# best cavity wall insulation method



## ollie30 (20 Feb 2007)

myself and a friend went to the self build show in belfast at wend,we spoke to the main insulation companys present i myself am intersted in external insulation he is going to use cavity insulation,to exceed way beyong regs. kingspan said they have a 100mm cavity board but couldnt say what u value he'd get,it's not in brochure or web site,xtratherm say to use 80mm cavity board,insulated dry line to reach .015,when asked about dew point at party wall meet outer wall they say its insulated anyway by cavity insulation and any differnce wont affect it finally aerobord say to use their 140mm cavity board in a 150mm cavity to reach u value 0.019.is this the best method ,and is dry lining that bad when cavity is insulated.some pople say kingspan is best but as far as i can see aerobord wins for being the most straight forward ,any thoughts?


----------



## NOAH (20 Feb 2007)

The practice these days is to blow fill the cavities with beads as that fills the lot. I am looking at various methods and to be honest its all a sales pitch. The bigger the cavity, the bigger the amount of inuslation used , = better u value.  My builder used 60mm aerobord, wrong thickness should have used 75mm but at least I have some insulation. I am going to fill gap with polybeads. I think  the new cavity is 6 ins.  Started at 2, then 4 and now 6.  My advice use the best possible at the time, do floors as well, use underfloor heating, double glazing and thats it.

noah


----------



## ollie30 (20 Feb 2007)

thanks noah,thats my worry,what is and what isnt a sales pitch i thought a lot of people werent confident of bead fill but i suppose each person has their own prefernce,i like the sound of the aerobord 140mm it comes with wall ties and at 0.019 u value (if thats true)it's pretty good.does any one have an oppinion on the cavity insulation and interior insulated slabs would mould and damp occour at party wall junctions in time????


----------



## nutty nut (21 Feb 2007)

ollie30 said:


> i like the sound of the aerobord 140mm it comes with wall ties and at 0.019 u value (if thats true)it's pretty good


With partial fill insulation it would be necessary to leave a 40mm air cavity so the overall width of your cavity is going to be 180mm or just over 7 inches. I would be concerned about this in a standard cavity wall with 2 conc. block leafs.


----------



## Carpenter (21 Feb 2007)

Whatever product you go for ensure it has a current IAB cert ensuring it is suitable for use in our climate.  Extra large cavities will require special care and attention with regarding to wall ties, lintols, cills and DPC treatment!


----------



## tufty1 (21 Feb 2007)

Is not the whole point of a cavity to provide insulation (using a board) and prevent moisture passing from the outer leaf into the innner leaf? Cavity ties have a little knot or dip in them so any water passing along the tie will drip off. By filling the cavity with these beads you are now providing a perfect route for water to pass to the inner wall! 
I have always been told to stay well away from these cavity filling companies as its basically a con! Much better to dry line your walls internally.


----------



## PaddyH (21 Feb 2007)

My builder filled the cavity and both the builder and I regret he did it - we've had alot of problem with damp - builder filled the cavity in 2 other houses and said he had same problem - also spoke to another builder last week who said that cavity filling was not a good method - he also said that it was important to keep the cavity air tight - as whatever inches of air were left after the insulation board would help the insulate the house - if the air was moving - it would not help.


----------



## Carpenter (21 Feb 2007)
====
SET EXERCISE A:
In the records below, report every line that contains the string "basketball", matching case exactly.

(Object position labeling records)
====
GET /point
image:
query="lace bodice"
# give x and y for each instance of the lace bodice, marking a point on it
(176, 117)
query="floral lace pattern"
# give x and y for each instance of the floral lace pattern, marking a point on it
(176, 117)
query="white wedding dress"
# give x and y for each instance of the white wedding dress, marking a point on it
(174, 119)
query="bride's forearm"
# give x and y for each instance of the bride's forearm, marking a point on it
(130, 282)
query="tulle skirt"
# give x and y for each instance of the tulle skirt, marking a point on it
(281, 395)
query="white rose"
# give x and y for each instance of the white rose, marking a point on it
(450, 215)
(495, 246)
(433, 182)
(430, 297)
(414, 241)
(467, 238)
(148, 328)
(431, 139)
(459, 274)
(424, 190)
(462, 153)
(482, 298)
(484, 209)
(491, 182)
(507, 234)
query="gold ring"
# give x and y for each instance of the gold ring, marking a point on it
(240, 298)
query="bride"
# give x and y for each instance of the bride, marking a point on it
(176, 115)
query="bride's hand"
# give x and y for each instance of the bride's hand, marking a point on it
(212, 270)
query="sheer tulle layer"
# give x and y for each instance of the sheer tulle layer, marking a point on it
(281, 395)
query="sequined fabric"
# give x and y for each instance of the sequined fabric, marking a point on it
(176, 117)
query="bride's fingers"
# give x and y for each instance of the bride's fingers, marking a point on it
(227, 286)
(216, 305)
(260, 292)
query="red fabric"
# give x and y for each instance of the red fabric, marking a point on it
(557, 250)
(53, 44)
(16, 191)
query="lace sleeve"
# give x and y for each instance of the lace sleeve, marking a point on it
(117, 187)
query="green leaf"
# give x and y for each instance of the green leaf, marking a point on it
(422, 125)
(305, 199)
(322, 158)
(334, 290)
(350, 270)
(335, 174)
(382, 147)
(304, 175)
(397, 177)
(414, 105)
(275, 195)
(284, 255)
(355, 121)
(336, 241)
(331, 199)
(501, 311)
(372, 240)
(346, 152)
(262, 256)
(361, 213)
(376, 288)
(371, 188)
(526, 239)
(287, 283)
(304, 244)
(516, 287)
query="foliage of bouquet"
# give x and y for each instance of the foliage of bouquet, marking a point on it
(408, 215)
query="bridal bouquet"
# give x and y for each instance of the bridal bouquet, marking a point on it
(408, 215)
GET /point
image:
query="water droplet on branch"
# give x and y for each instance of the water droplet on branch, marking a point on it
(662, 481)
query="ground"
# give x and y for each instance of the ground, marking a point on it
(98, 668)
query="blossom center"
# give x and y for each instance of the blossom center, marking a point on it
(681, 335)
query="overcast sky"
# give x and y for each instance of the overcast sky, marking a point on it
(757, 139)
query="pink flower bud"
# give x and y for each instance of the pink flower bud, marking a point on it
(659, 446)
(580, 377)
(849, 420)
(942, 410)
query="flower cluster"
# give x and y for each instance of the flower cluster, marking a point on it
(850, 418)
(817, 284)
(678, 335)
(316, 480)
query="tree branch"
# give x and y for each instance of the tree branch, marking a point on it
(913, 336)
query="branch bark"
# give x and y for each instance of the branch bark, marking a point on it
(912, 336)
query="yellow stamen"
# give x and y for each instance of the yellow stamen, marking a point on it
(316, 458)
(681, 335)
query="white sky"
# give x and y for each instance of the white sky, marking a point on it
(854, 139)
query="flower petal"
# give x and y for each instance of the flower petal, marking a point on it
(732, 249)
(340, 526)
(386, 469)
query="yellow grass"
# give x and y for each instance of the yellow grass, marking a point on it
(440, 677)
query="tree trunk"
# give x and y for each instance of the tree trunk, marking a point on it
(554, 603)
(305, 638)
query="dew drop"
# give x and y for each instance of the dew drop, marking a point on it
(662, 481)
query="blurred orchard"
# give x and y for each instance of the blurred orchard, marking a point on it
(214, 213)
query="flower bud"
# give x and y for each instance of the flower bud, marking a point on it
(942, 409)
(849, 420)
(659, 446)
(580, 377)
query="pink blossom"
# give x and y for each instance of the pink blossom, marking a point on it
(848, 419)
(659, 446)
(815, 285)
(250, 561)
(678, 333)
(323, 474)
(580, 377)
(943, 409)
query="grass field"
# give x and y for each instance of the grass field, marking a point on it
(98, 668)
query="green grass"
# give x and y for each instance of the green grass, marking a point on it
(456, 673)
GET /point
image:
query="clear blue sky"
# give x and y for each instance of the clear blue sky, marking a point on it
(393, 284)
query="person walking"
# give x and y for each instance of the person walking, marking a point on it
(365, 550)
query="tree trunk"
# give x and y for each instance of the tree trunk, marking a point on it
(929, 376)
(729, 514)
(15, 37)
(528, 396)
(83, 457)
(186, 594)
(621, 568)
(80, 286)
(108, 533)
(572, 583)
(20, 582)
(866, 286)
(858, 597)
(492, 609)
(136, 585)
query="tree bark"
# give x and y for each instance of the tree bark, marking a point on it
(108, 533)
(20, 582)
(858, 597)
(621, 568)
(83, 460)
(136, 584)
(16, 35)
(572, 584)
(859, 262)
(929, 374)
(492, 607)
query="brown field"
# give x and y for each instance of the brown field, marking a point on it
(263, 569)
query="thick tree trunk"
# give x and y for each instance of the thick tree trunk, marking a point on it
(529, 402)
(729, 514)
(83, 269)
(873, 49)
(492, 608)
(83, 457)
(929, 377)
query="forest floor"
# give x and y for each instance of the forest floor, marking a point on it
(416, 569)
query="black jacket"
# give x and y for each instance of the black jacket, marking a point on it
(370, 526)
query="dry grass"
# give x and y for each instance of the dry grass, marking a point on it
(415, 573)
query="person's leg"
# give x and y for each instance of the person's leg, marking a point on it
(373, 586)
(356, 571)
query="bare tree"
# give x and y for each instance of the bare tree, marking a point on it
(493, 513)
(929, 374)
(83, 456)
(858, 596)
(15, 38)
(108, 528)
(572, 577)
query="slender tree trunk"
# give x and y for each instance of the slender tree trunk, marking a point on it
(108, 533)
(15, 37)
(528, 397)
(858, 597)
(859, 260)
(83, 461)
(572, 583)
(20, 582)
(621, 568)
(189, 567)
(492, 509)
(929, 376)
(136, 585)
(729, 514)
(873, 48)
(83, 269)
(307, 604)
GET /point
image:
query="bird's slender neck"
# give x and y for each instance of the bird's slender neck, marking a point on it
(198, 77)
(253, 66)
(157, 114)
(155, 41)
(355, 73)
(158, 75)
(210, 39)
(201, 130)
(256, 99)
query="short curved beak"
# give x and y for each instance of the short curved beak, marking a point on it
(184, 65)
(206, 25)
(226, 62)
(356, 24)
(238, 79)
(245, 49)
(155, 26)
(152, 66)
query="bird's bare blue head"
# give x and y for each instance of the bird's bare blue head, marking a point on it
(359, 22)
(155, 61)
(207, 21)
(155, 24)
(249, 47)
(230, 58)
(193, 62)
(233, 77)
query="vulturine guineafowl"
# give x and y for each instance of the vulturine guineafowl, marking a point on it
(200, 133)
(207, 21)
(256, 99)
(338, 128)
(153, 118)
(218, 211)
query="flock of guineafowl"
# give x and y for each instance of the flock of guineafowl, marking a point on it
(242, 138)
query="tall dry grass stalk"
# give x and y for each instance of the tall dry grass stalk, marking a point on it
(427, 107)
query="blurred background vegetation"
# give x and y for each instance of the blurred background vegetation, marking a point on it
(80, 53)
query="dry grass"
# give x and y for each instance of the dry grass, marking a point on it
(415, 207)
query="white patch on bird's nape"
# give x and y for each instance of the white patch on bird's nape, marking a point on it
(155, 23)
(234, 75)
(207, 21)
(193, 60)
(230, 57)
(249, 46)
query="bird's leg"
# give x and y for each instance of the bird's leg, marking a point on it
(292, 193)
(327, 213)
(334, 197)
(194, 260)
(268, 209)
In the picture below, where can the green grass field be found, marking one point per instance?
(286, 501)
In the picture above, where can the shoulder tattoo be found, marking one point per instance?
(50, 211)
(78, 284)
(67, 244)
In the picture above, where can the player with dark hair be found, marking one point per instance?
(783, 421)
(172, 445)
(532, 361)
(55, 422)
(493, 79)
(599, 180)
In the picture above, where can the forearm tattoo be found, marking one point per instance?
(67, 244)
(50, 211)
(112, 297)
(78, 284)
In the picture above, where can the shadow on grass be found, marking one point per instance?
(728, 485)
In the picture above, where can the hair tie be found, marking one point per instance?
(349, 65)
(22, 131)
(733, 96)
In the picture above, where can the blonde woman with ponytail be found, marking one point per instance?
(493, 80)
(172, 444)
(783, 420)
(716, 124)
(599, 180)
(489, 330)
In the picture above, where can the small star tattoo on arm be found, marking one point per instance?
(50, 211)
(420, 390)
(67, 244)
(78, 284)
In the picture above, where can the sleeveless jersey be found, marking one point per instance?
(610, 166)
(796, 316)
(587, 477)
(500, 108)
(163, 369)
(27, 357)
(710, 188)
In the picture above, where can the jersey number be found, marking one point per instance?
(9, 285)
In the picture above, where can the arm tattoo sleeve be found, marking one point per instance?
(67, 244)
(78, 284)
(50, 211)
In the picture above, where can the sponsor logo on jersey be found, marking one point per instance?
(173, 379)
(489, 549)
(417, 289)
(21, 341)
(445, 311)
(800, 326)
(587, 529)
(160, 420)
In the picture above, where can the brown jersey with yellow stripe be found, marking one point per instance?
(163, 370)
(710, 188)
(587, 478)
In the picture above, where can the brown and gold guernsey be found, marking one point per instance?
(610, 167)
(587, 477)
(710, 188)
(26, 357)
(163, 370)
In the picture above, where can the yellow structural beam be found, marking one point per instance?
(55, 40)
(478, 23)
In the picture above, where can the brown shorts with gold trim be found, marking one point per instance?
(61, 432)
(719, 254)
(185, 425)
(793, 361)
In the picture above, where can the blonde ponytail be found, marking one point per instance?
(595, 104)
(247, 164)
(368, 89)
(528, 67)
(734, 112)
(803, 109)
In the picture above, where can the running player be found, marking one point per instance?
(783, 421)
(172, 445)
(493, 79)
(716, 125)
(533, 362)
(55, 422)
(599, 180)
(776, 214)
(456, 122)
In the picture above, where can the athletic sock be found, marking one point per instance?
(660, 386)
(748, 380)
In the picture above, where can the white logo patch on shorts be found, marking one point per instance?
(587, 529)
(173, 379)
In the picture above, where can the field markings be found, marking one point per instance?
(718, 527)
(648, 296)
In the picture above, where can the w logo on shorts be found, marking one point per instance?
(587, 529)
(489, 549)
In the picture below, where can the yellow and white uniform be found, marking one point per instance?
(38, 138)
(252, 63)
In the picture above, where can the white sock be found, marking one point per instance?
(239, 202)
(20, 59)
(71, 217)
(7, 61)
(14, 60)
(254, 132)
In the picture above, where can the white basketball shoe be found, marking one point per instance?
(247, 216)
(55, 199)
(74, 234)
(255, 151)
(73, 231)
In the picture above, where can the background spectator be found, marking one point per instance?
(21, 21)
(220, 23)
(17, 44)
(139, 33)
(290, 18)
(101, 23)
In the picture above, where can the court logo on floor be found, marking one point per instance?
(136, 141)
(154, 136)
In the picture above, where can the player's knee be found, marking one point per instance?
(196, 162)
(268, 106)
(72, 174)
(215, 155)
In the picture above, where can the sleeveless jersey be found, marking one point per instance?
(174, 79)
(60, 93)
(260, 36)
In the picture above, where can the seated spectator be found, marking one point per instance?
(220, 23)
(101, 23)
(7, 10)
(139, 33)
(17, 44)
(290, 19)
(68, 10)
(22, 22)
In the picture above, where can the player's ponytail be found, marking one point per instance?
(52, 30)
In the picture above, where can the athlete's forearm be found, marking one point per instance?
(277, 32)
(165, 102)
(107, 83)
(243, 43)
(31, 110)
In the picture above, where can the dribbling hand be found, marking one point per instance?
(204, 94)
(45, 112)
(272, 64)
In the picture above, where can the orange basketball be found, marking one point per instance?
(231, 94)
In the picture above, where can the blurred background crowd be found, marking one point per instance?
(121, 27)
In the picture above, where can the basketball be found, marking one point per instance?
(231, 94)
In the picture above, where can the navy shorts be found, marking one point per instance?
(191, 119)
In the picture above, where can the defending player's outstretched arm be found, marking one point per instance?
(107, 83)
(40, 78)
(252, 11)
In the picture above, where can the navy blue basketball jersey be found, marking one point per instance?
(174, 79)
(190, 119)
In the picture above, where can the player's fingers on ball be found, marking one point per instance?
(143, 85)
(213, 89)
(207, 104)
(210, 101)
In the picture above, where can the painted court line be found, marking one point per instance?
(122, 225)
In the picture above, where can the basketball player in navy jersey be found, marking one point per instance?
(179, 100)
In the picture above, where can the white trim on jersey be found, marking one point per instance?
====
SET EXERCISE B:
Reproduce verbatim the passage of the cavity wall insulation thread above, starting with "## PaddyH (21" and going on through "would not help.".

EXERCISE OUTPUT A:
In the picture above, where can the white basketball shoe be found, marking one point per instance?
In the picture above, where can the orange basketball be found, marking one point per instance?
In the picture above, where can the basketball be found, marking one point per instance?
In the picture above, where can the navy blue basketball jersey be found, marking one point per instance?
In the picture above, where can the basketball player in navy jersey be found, marking one point per instance?

EXERCISE OUTPUT B:
## PaddyH (21 Feb 2007)

My builder filled the cavity and both the builder and I regret he did it - we've had alot of problem with damp - builder filled the cavity in 2 other houses and said he had same problem - also spoke to another builder last week who said that cavity filling was not a good method - he also said that it was important to keep the cavity air tight - as whatever inches of air were left after the insulation board would help the insulate the house - if the air was moving - it would not help.